[RECORDS — start]
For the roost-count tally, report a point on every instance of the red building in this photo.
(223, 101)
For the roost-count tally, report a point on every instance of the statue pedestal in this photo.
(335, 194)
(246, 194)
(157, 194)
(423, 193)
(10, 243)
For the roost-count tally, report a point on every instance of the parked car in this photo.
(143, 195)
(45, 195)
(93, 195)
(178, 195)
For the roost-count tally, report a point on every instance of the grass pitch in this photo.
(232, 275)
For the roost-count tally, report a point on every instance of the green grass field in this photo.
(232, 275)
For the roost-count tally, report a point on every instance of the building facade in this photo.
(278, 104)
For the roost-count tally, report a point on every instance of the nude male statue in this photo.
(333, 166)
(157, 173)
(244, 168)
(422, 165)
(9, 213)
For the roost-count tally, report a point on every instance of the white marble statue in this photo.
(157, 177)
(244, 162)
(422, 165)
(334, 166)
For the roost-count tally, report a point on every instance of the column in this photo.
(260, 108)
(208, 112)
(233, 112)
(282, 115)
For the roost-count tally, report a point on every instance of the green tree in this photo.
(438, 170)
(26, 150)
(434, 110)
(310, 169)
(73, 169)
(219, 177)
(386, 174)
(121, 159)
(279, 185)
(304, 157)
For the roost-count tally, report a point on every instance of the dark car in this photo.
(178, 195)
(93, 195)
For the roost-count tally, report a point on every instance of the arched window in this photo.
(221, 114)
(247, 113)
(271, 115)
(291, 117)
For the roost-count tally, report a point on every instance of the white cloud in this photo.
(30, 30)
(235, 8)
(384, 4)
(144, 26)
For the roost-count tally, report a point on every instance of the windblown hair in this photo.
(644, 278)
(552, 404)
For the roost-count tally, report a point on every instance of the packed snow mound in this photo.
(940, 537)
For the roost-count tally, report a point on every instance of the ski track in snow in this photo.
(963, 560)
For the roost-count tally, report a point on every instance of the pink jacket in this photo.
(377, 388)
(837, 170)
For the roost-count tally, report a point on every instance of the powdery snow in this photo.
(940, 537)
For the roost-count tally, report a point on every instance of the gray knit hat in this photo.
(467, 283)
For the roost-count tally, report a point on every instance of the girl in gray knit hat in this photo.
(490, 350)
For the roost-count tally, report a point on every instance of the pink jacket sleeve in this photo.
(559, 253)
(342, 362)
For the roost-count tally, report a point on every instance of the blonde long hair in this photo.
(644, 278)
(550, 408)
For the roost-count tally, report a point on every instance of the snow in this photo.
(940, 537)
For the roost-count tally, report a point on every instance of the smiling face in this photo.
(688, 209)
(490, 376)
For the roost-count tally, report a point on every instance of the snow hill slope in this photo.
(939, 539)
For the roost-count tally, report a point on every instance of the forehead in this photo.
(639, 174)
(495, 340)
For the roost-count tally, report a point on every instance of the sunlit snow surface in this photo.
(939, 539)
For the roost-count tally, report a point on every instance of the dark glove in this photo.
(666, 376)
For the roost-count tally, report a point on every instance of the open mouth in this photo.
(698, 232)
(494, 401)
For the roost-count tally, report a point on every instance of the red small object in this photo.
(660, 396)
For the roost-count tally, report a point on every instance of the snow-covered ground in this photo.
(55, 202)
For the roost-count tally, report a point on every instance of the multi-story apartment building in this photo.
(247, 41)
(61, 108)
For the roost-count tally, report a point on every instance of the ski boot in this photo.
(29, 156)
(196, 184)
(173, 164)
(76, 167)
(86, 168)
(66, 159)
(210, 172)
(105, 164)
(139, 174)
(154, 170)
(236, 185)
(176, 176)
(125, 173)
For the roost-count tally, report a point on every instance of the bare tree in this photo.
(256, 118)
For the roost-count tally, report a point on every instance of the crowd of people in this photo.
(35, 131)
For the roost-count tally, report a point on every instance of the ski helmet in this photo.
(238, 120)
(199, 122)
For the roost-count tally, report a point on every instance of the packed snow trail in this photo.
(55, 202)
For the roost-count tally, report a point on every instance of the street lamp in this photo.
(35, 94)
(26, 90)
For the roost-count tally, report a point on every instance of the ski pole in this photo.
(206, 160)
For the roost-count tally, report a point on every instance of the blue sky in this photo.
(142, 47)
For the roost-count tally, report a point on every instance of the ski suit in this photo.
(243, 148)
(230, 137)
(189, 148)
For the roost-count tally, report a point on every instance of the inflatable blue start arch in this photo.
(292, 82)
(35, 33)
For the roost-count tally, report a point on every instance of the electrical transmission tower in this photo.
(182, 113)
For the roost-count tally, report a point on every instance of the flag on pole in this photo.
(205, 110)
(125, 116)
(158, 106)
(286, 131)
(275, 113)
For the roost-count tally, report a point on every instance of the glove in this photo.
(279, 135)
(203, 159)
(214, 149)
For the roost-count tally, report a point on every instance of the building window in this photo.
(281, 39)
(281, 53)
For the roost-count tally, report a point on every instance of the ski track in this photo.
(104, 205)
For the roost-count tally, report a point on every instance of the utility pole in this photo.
[RECORDS — finish]
| WHAT YOU HAVE TO DO |
Reproduce all of the material verbatim.

| ANSWER |
For the roost-count tally, report a point on every instance of the red building in this photo.
(223, 101)
For the roost-count tally, report a point on every instance of the statue pedestal in this photo.
(335, 194)
(246, 194)
(157, 194)
(423, 193)
(10, 243)
For the roost-count tally, report a point on every instance of the parked car in this photo.
(143, 195)
(45, 195)
(93, 195)
(178, 195)
For the roost-count tally, report a point on every instance of the grass pitch in this photo.
(232, 275)
For the roost-count tally, report a point on every instance of the green grass field in this photo.
(232, 275)
For the roost-count tally, report a point on every instance of the building facade in this photo.
(278, 104)
For the roost-count tally, report a point on every instance of the nude male statue in this photo.
(333, 166)
(157, 173)
(244, 168)
(422, 165)
(9, 213)
For the roost-count tally, report a point on every instance of the white marble statue in this photo.
(157, 177)
(244, 162)
(422, 165)
(334, 166)
For the roost-count tally, report a point on every instance of the column in this photo.
(260, 108)
(208, 112)
(233, 112)
(282, 115)
For the roost-count tally, report a point on every instance of the green tree in this photo.
(438, 170)
(26, 150)
(434, 110)
(310, 169)
(73, 169)
(219, 177)
(386, 174)
(121, 159)
(279, 185)
(304, 157)
For the roost-count tally, report a point on every instance of the dark car in this photo.
(178, 195)
(93, 195)
For the roost-count tally, report a point on every instance of the arched window in this photo.
(221, 114)
(247, 113)
(271, 115)
(291, 117)
For the roost-count tally, report a point on every instance of the white cloud in this photo.
(30, 30)
(235, 8)
(384, 4)
(144, 26)
For the roost-count tally, report a point on every instance of the windblown hair in this photo.
(644, 278)
(552, 404)
For the roost-count tally, report a point on every instance of the packed snow mound in this photo.
(940, 537)
For the roost-count tally, report a point on every instance of the ski track in snow in this photo.
(963, 560)
For the roost-count tally, report a point on every instance of the pink jacket in this photo.
(377, 388)
(837, 170)
For the roost-count tally, report a point on every instance of the powdery snow in this photo.
(940, 537)
For the roost-count tally, report a point on every instance of the gray knit hat in this photo.
(467, 283)
For the roost-count tally, report a point on every instance of the girl in gray knit hat in this photo.
(490, 350)
For the roost-count tally, report a point on every instance of the pink jacket sleeve in this photo.
(559, 253)
(342, 362)
For the roost-count tally, report a point on every instance of the blonde long hair in this photo.
(644, 278)
(550, 408)
For the roost-count tally, report a point on every instance of the snow in this photo.
(940, 537)
For the roost-count tally, report a point on every instance of the smiling face in this photo.
(688, 209)
(490, 376)
For the roost-count tally, report a point on every instance of the snow hill slope in this photo.
(939, 539)
For the roost-count tally, report a point on every instance of the forehead in this photo.
(639, 174)
(495, 340)
For the roost-count tally, report a point on every instance of the sunlit snow surface in this photo.
(939, 539)
For the roost-count tally, report a point on every instance of the dark glove in this photo.
(666, 376)
For the roost-count tally, report a point on every instance of the open mouth in this photo.
(698, 232)
(494, 401)
For the roost-count tally, report a point on every instance of the red small object in this photo.
(660, 396)
For the roost-count tally, report a point on every instance of the snow-covered ground in this photo.
(55, 202)
For the roost-count tally, report a point on every instance of the multi-story apartment building in this photo.
(247, 41)
(61, 108)
For the roost-count tally, report a point on every instance of the ski boot in this photo.
(29, 156)
(196, 184)
(173, 164)
(76, 167)
(86, 168)
(66, 159)
(210, 172)
(105, 164)
(139, 174)
(154, 170)
(236, 185)
(176, 176)
(125, 173)
For the roost-count tally, report a point on every instance of the bare tree in this photo.
(256, 118)
For the roost-count tally, report a point on every instance of the crowd of people in this photo.
(35, 131)
For the roost-count tally, report a point on every instance of the ski helmet in this photo.
(238, 120)
(199, 122)
For the roost-count tally, report a point on every instance of the packed snow trail in this photo.
(55, 202)
For the roost-count tally, report a point on every instance of the street lamp in this photo.
(35, 94)
(26, 90)
For the roost-count tally, report a point on every instance of the ski pole in this photo.
(206, 160)
For the roost-count tally, report a point on every instance of the blue sky in this photo.
(142, 47)
For the roost-count tally, report a point on every instance of the ski suit in this photo.
(243, 148)
(230, 137)
(189, 148)
For the roost-count tally, report a point on every instance of the inflatable blue start arch in this photo.
(292, 82)
(35, 33)
For the roost-count tally, report a point on every instance of the electrical transmission tower in this photo.
(182, 113)
For the roost-count tally, report a point on every instance of the flag on pole in this photo.
(205, 110)
(125, 116)
(158, 106)
(286, 131)
(275, 113)
For the roost-count tally, report a point on every instance of the glove in this photo.
(279, 135)
(203, 159)
(214, 149)
For the roost-count tally, report a point on every instance of the building window in this photo.
(281, 39)
(281, 53)
For the roost-count tally, report a point on every instance of the ski track in this photo.
(104, 205)
For the roost-count tally, report a point on every instance of the utility pole in this photo.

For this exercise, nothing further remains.